■ **Available data**:

········

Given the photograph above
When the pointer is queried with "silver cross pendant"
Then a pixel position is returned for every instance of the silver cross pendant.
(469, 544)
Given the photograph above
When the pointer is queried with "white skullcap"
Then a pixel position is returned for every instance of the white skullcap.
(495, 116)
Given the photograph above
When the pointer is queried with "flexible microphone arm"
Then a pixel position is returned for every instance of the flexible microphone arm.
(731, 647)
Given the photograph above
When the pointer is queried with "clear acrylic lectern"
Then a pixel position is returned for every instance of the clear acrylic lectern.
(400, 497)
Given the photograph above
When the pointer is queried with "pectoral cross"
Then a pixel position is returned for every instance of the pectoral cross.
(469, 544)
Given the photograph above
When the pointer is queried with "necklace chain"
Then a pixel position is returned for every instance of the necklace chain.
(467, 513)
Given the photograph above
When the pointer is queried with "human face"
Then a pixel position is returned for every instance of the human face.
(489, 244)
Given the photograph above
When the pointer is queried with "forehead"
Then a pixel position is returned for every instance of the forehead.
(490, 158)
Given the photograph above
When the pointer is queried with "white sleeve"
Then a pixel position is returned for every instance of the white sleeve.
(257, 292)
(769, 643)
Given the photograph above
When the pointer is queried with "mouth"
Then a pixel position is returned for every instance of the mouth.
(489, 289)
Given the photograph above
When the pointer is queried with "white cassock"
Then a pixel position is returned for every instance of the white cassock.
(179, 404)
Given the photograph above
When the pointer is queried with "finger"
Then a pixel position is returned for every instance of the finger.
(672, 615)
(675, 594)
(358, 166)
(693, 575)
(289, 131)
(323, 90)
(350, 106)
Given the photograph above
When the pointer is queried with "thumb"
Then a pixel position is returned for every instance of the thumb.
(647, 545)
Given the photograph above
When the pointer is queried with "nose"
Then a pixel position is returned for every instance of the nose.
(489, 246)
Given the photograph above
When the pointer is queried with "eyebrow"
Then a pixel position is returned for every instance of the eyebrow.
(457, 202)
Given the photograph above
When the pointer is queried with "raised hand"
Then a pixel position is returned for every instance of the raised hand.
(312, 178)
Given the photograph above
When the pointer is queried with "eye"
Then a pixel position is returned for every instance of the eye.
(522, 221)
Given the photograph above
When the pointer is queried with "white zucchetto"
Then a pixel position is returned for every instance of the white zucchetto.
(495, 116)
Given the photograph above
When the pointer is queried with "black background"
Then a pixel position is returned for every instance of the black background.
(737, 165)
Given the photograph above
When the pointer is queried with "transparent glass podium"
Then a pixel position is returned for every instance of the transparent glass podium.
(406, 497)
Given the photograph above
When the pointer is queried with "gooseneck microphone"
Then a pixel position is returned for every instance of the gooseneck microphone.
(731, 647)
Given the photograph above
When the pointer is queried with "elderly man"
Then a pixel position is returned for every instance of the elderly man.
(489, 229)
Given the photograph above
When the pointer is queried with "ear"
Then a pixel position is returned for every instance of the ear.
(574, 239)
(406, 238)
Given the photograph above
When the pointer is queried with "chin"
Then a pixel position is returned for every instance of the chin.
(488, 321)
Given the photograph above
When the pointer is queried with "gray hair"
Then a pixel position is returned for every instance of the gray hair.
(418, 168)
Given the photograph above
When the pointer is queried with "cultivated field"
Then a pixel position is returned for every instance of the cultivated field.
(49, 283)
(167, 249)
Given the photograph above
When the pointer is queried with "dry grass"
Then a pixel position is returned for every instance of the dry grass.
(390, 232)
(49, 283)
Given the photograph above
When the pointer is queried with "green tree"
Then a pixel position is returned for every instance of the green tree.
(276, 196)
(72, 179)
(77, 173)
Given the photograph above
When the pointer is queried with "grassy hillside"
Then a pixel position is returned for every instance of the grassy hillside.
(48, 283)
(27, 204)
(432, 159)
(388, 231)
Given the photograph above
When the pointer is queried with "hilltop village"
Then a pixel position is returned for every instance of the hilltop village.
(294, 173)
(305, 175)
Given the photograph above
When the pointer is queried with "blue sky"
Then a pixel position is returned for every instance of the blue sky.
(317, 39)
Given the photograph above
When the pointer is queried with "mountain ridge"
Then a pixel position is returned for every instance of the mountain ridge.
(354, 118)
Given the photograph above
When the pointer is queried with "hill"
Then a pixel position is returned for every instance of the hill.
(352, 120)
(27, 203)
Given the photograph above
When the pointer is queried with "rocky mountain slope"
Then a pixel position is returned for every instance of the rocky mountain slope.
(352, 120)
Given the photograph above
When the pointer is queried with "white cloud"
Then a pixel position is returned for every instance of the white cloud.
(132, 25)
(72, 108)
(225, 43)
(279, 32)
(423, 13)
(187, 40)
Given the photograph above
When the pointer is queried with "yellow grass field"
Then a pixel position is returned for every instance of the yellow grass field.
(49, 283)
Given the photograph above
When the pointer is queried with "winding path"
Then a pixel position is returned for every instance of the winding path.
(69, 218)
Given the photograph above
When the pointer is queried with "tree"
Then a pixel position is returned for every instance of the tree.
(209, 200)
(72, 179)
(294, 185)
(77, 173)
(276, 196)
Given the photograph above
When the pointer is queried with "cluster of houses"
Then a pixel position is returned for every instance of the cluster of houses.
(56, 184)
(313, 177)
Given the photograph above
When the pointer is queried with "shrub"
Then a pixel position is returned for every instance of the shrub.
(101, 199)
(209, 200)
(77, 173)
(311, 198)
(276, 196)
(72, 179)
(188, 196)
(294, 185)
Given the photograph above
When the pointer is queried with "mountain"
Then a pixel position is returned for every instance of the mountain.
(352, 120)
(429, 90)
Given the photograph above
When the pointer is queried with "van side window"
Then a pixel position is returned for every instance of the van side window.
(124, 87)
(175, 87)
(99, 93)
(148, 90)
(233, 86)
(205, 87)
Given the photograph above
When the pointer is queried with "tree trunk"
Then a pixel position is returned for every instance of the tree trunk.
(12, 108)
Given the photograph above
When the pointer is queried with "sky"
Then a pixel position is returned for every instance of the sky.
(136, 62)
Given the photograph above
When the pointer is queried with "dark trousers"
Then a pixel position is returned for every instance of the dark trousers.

········

■ **Stated exercise**:
Print the records once more, exactly as they were given.

■ **The answer**:
Given the photograph above
When the pointer is queried with "silver cross pendant"
Then a pixel position is returned for every instance of the silver cross pendant.
(469, 544)
Given the photograph above
When the pointer is queried with "white skullcap"
Then a pixel position is returned for every instance of the white skullcap.
(495, 116)
Given the photograph above
When the pointer is queried with "flexible microphone arm"
Then a pixel position is returned for every instance of the flexible microphone arm.
(731, 647)
Given the photograph above
When the pointer is queried with "clear acrylic lectern"
Then a pixel position is returned for every instance of the clear acrylic lectern.
(400, 497)
Given the photograph above
When the pointer is queried with "pectoral cross"
Then a pixel position is returned for every instance of the pectoral cross.
(469, 544)
Given the photograph above
When the pointer is queried with "necklace chain"
Then a pixel position is returned for every instance of the necklace chain.
(467, 513)
Given the photograph above
When the pointer is queried with "human face"
Then a pixel position is returned for every instance of the human face.
(489, 244)
Given the photograph above
When the pointer is queried with "forehead"
Then a pixel position is returned for every instance of the forehead.
(490, 158)
Given the photograph above
When the pointer is queried with "white sleeve"
Then a pixel position is returned for every instance of the white sleeve.
(257, 292)
(769, 643)
Given the photograph above
When the pointer is queried with "mouth"
Then a pixel position is returned for every instance of the mouth.
(489, 289)
Given the photograph above
When the pointer is queried with "white cassock"
Then a pixel position is returned for every instance of the white cassock.
(179, 404)
Given the photograph above
When the pointer is queried with "finger"
Then a pixel position is returned for every instance of the finger.
(672, 615)
(675, 594)
(358, 166)
(693, 575)
(289, 131)
(323, 90)
(350, 106)
Given the photograph above
When the pointer is queried with "thumb"
Then a pixel position is returned for every instance of the thumb.
(647, 545)
Given the photograph above
When the pointer is queried with "nose"
Then a pixel position is returned for every instance of the nose.
(489, 246)
Given the photograph above
When the pointer is queried with "eyebrow"
Then a pixel position is returned for every instance of the eyebrow.
(457, 202)
Given the photograph above
When the pointer is queried with "raised hand"
Then a pixel position is returned for every instance of the raised hand.
(312, 178)
Given the photograph above
When the pointer is queried with "eye"
Then a pixel position is returned for every instance of the eye.
(522, 221)
Given the photograph above
When the pointer is queried with "white zucchetto"
Then a pixel position is returned for every instance of the white zucchetto.
(495, 116)
Given the photograph above
When the pointer is queried with "black background"
Then a pixel position is returned for every instance of the black background.
(737, 165)
Given the photograph above
When the pointer is queried with "transparent glass podium"
Then a pixel position is returned for every instance of the transparent glass podium.
(406, 497)
Given the photograph above
When the pointer is queried with "gooseneck microphone"
Then a pixel position is returned for every instance of the gooseneck microphone.
(731, 647)
Given the photograph above
When the pointer is queried with "elderly man"
Then a pixel position is returned for every instance of the elderly man.
(489, 229)
Given the photograph above
When the pointer is queried with "ear"
Then a pixel position is returned for every instance of the ear.
(574, 239)
(406, 238)
Given the photograph above
When the pointer is queried with "chin"
Then a pixel position is returned for every instance of the chin.
(488, 321)
Given the photograph above
When the pointer is queried with "gray hair"
Then a pixel position is returned for every instance of the gray hair.
(418, 168)
Given the photograph above
When the pointer is queried with "cultivated field"
Then a pixel position is returned for every instance of the cultivated field.
(49, 283)
(167, 249)
Given the photograph above
When the pointer is queried with "dry grass"
Then a pixel position is returned for every instance of the dry grass.
(390, 232)
(49, 283)
Given the photograph above
When the pointer is queried with "green tree"
Then a pixel position is returned for every instance of the green tree.
(276, 196)
(72, 179)
(77, 173)
Given the photograph above
When the pointer is queried with "grassy hillside"
Then a pixel position is returned for every instance of the grassy hillside.
(48, 283)
(27, 204)
(432, 159)
(388, 231)
Given the photograph above
When the pointer is queried with "hilltop village"
Then a pixel position is returned for every instance of the hilltop village.
(294, 173)
(305, 175)
Given the photograph above
When the pointer is queried with "blue sky"
Then a pixel position is returned for every instance of the blue sky.
(317, 39)
Given the photograph above
When the pointer is queried with "mountain ridge"
Then a pixel position is returned for every instance of the mountain ridge.
(354, 118)
Given the photograph above
When the pointer is queried with "hill"
Then a pixel position is returned for every instance of the hill.
(352, 120)
(27, 203)
Given the photograph above
When the pointer is queried with "rocky mountain slope"
Then a pixel position is returned for every instance of the rocky mountain slope.
(352, 120)
Given the photograph above
When the pointer is queried with "white cloud"
Then a pixel position is returned for every instance of the white cloud.
(132, 25)
(72, 108)
(225, 43)
(279, 32)
(423, 13)
(187, 40)
Given the photograph above
When the pointer is queried with "yellow grass field"
Then a pixel position is returned for every instance of the yellow grass field.
(49, 283)
Given the photograph above
When the pointer is queried with "winding path"
Then a pixel position is returned for every instance of the winding path.
(69, 218)
Given the photograph above
When the pointer is queried with "tree"
Then a pixel position is returned for every instance of the tree.
(209, 200)
(72, 179)
(294, 185)
(77, 173)
(276, 196)
Given the photograph above
When the pointer is queried with "cluster of houses"
Then a pixel position is returned for every instance of the cluster of houses.
(56, 184)
(313, 177)
Given the photograph above
When the pointer is queried with "shrub"
Then a pixel position is returned for every instance of the shrub.
(101, 199)
(209, 200)
(77, 173)
(311, 198)
(276, 196)
(72, 179)
(188, 196)
(294, 185)
Given the photograph above
When the pointer is queried with "mountain"
Then a pixel position is returned for every instance of the mountain.
(352, 120)
(429, 90)
Given the photograph above
When the pointer is queried with "van side window"
Then a pixel position is returned for every instance of the van side window.
(124, 87)
(175, 87)
(99, 93)
(148, 90)
(233, 86)
(205, 87)
Given the photograph above
When the pointer is queried with "tree trunk"
Then a pixel position is returned for every instance of the tree trunk.
(12, 108)
Given the photograph above
When the pointer is queried with "sky"
Then a pixel position is returned for every instance of the sky.
(136, 62)
Given the photograph above
When the pointer is queried with "dark trousers"
Then a pixel position is returned for every instance of the dark trousers.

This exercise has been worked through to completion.